**Required action:** In the entries below, filter for the word "instance" and copy every matching line.

Start of Source records

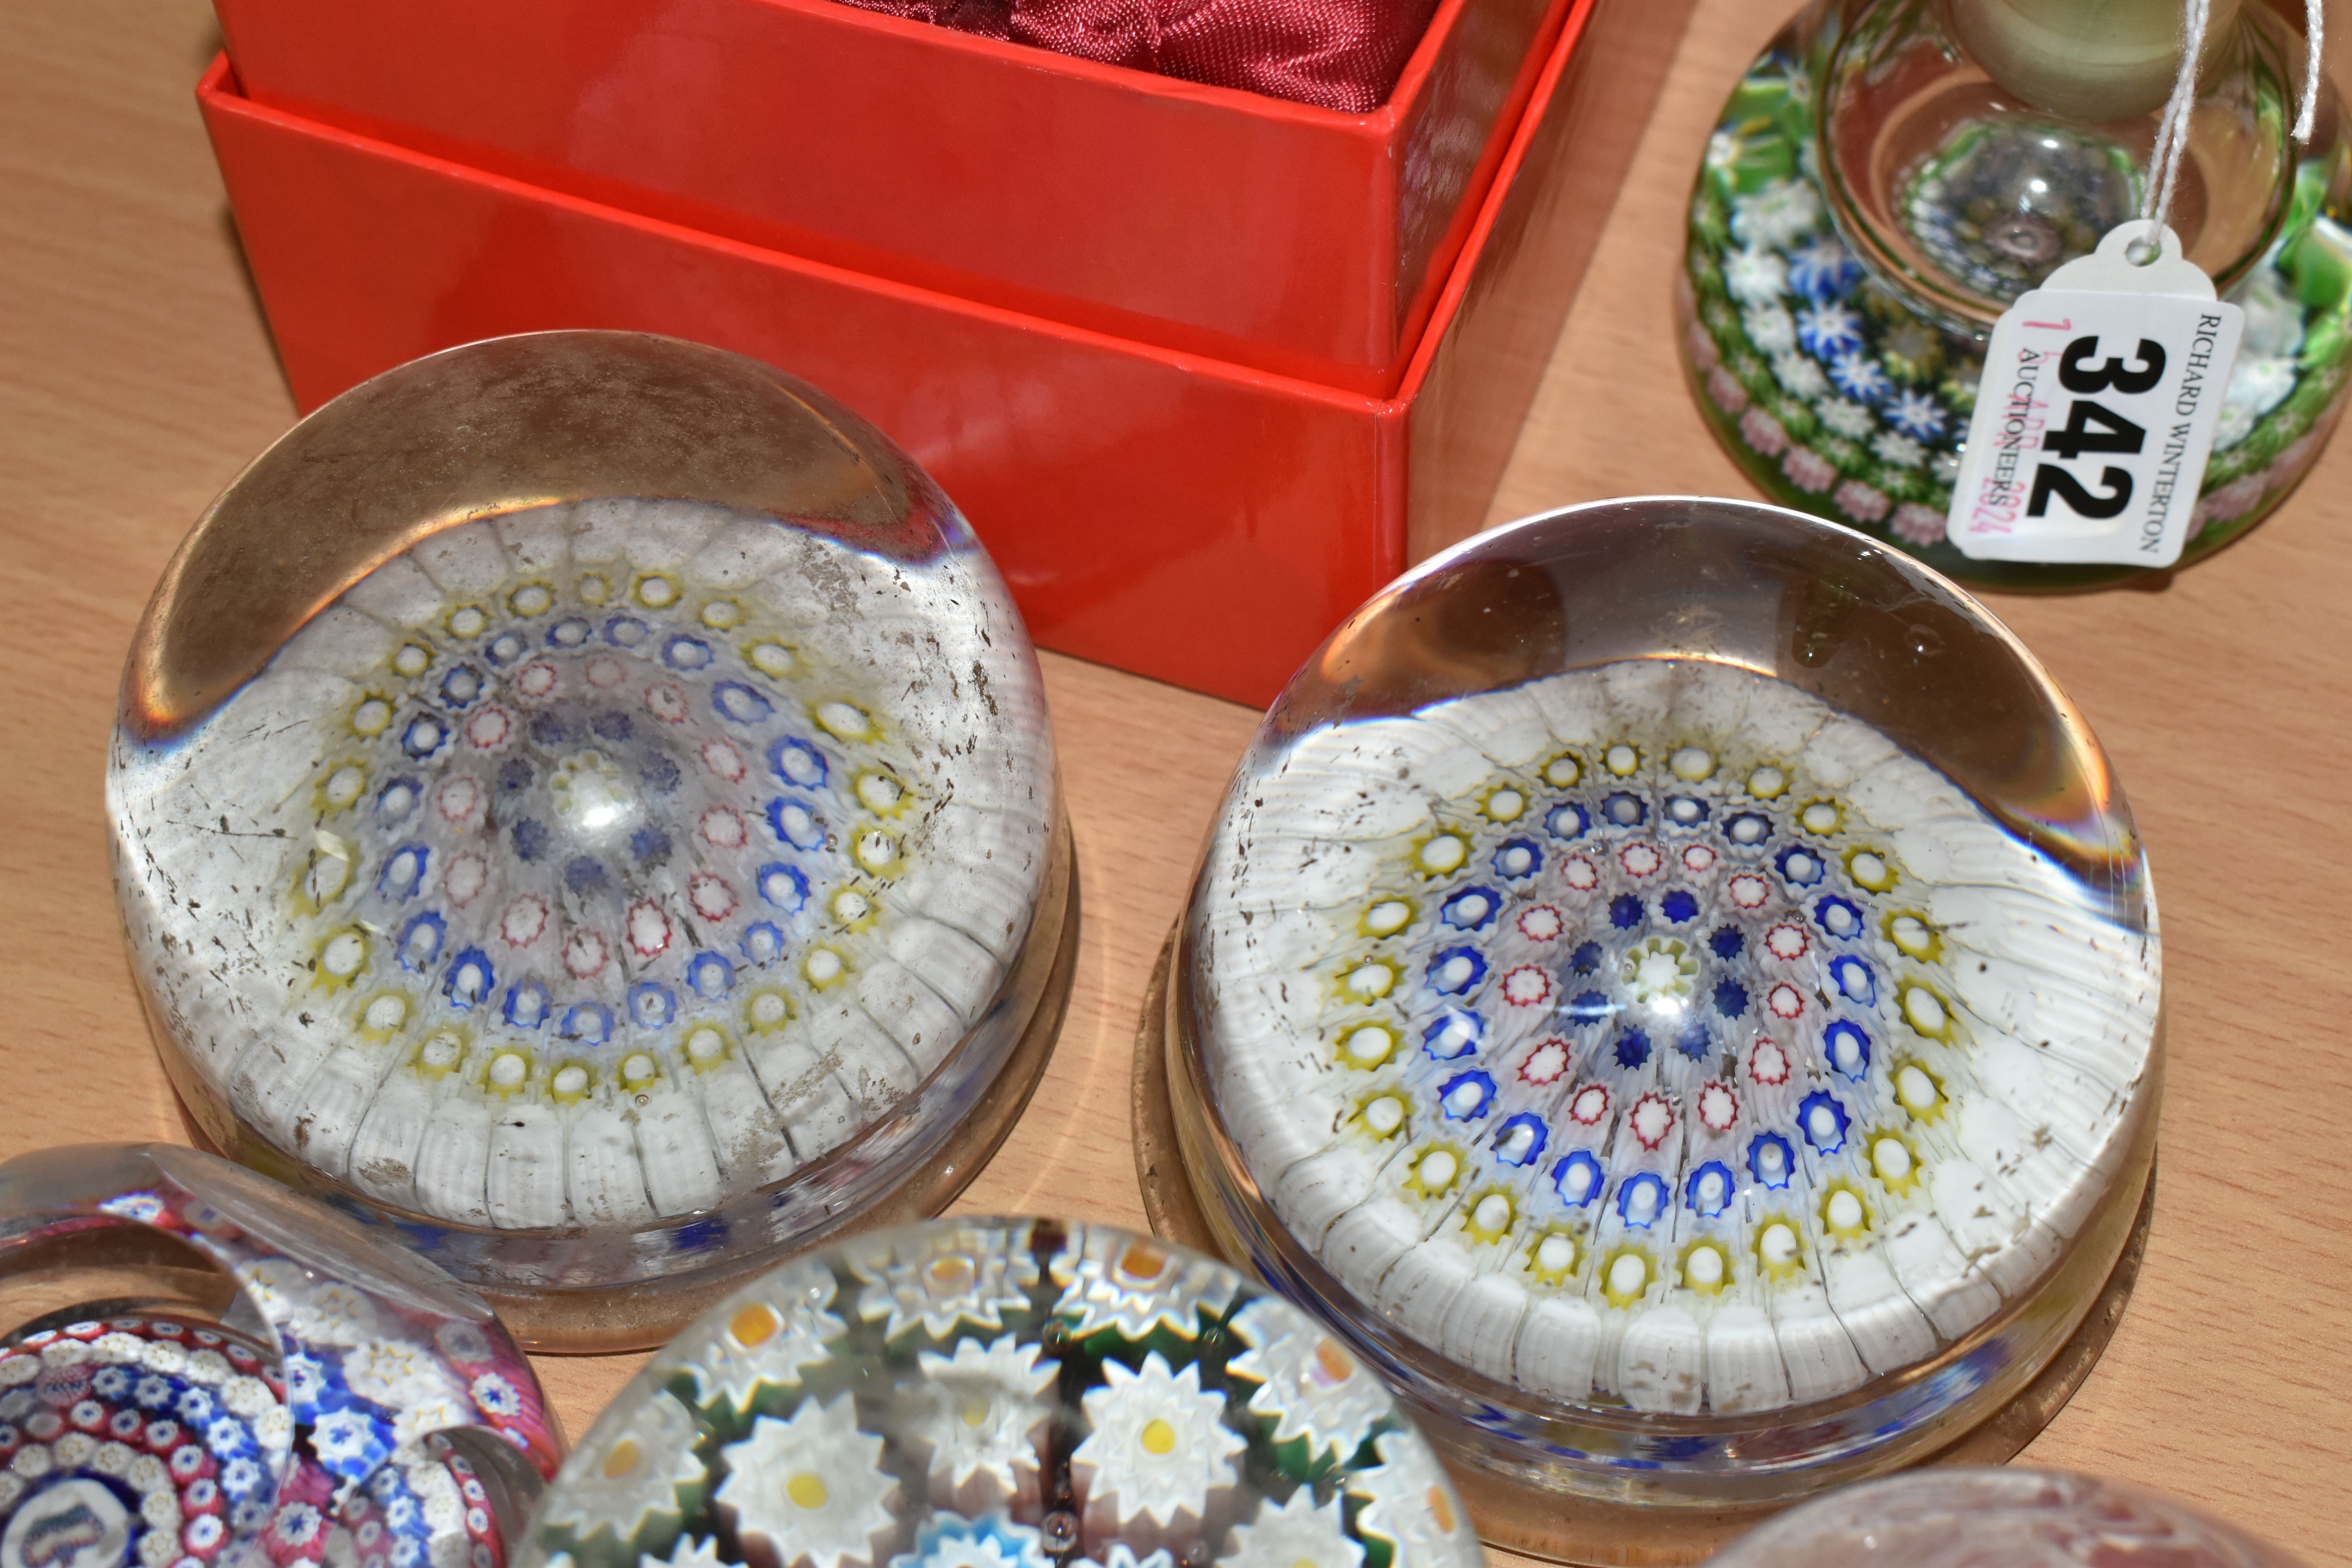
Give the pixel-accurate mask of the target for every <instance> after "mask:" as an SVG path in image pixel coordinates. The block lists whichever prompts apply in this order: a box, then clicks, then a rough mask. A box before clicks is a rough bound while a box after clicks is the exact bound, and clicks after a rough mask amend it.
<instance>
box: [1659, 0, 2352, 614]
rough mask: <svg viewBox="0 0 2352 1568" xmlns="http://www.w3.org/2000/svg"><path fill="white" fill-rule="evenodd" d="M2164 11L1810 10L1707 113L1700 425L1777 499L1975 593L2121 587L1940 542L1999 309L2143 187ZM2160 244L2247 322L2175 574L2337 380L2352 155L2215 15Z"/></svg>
mask: <svg viewBox="0 0 2352 1568" xmlns="http://www.w3.org/2000/svg"><path fill="white" fill-rule="evenodd" d="M2178 24H2180V7H2178V5H2176V2H2171V0H1813V5H1806V7H1804V9H1802V12H1797V14H1795V16H1792V19H1790V24H1788V26H1785V28H1783V31H1780V33H1778V35H1776V38H1773V40H1771V45H1769V47H1766V49H1764V54H1762V56H1757V61H1755V63H1752V66H1750V68H1748V73H1745V75H1743V80H1740V82H1738V87H1733V92H1731V96H1729V99H1726V103H1724V108H1722V115H1719V118H1717V125H1715V132H1712V136H1710V139H1708V150H1705V155H1703V160H1700V167H1698V179H1696V183H1693V190H1691V207H1689V228H1686V235H1684V266H1682V275H1679V277H1677V284H1675V320H1677V339H1679V343H1677V346H1679V355H1682V364H1684V371H1686V376H1689V383H1691V395H1693V400H1696V407H1698V411H1700V416H1703V418H1705V421H1708V428H1710V430H1712V433H1715V437H1717V440H1719V442H1722V444H1724V451H1726V454H1729V456H1731V458H1733V461H1736V463H1738V465H1740V470H1743V473H1745V475H1748V480H1750V482H1752V484H1755V487H1757V489H1759V491H1762V494H1764V496H1766V498H1769V501H1778V503H1783V505H1792V508H1799V510H1806V512H1813V515H1820V517H1828V520H1832V522H1842V524H1846V527H1851V529H1858V531H1863V534H1870V536H1872V538H1879V541H1884V543H1889V545H1893V548H1898V550H1907V552H1912V555H1919V557H1924V559H1926V562H1929V564H1933V567H1936V569H1938V571H1947V574H1952V576H1955V578H1959V581H1964V583H1973V585H1985V588H2004V590H2032V592H2051V590H2077V588H2098V585H2105V583H2117V581H2126V578H2131V576H2138V574H2143V571H2145V569H2138V567H2065V564H2034V562H1976V559H1969V557H1966V555H1962V552H1959V548H1957V545H1952V543H1950V541H1947V538H1945V512H1947V510H1950V505H1952V480H1955V477H1957V473H1959V451H1962V447H1964V444H1966V437H1969V421H1971V414H1973V409H1976V395H1978V378H1980V376H1983V353H1985V336H1987V331H1990V329H1992V322H1994V320H1997V317H1999V313H2002V310H2004V308H2006V306H2009V303H2011V301H2013V299H2016V296H2018V294H2023V292H2025V289H2030V287H2034V284H2039V282H2042V280H2044V277H2049V275H2051V273H2053V270H2056V268H2058V266H2063V263H2065V261H2070V259H2074V256H2082V254H2086V252H2089V249H2091V247H2093V244H2096V242H2098V240H2100V235H2105V233H2107V228H2112V226H2114V221H2119V219H2124V216H2131V214H2136V209H2138V202H2140V195H2143V190H2145V169H2147V153H2150V146H2152V139H2154V118H2157V110H2159V106H2161V103H2164V96H2166V94H2169V89H2171V78H2173V71H2176V66H2178V49H2180V42H2178ZM2201 59H2204V66H2201V75H2199V89H2197V101H2194V113H2192V125H2190V136H2187V143H2185V162H2183V174H2180V186H2178V195H2176V200H2173V212H2171V226H2173V228H2176V230H2178V233H2180V240H2183V244H2185V247H2187V254H2190V259H2192V261H2197V263H2199V266H2201V268H2206V270H2209V273H2211V275H2213V280H2216V284H2218V287H2220V289H2223V296H2225V299H2230V301H2232V303H2237V306H2239V308H2241V310H2244V313H2246V334H2244V339H2241V343H2239V355H2237V362H2234V367H2232V371H2230V383H2227V388H2225V395H2223V414H2220V425H2218V430H2216V440H2213V456H2211V458H2209V461H2206V470H2204V480H2201V487H2199V501H2197V510H2194V517H2192V531H2190V538H2187V545H2185V552H2183V564H2185V562H2194V559H2199V557H2204V555H2211V552H2213V550H2220V548H2223V545H2227V543H2230V541H2234V538H2239V536H2241V534H2244V531H2246V529H2251V527H2253V524H2256V522H2258V520H2263V517H2265V515H2267V512H2270V510H2272V508H2277V505H2279V503H2281V501H2284V498H2286V496H2288V494H2291V491H2293V487H2296V484H2298V482H2300V480H2303V475H2305V473H2310V468H2312V463H2317V458H2319V454H2321V449H2324V447H2326V440H2328V435H2331V430H2333V428H2336V421H2338V416H2340V409H2343V402H2345V386H2347V381H2352V136H2347V132H2345V118H2343V106H2340V101H2338V96H2336V92H2333V87H2328V85H2326V82H2321V92H2319V113H2317V127H2314V134H2312V141H2310V143H2307V146H2296V143H2293V141H2291V139H2288V129H2291V125H2293V113H2296V89H2298V87H2300V80H2303V78H2300V68H2303V42H2300V40H2298V38H2296V35H2293V26H2291V24H2286V21H2281V19H2279V16H2277V14H2274V9H2272V7H2270V5H2232V2H2218V5H2213V19H2211V26H2209V33H2206V49H2204V56H2201Z"/></svg>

End of Source records

**Solved problem:**
Give the pixel-accurate mask of the target for every <instance> after "mask:" as an SVG path in image pixel coordinates. The block lists whichever prompts apply in this order: a box, then clicks, then a rough mask. A box before clicks is a rough bound while a box after clicks is the exact bound, and clicks after a rough mask amend it.
<instance>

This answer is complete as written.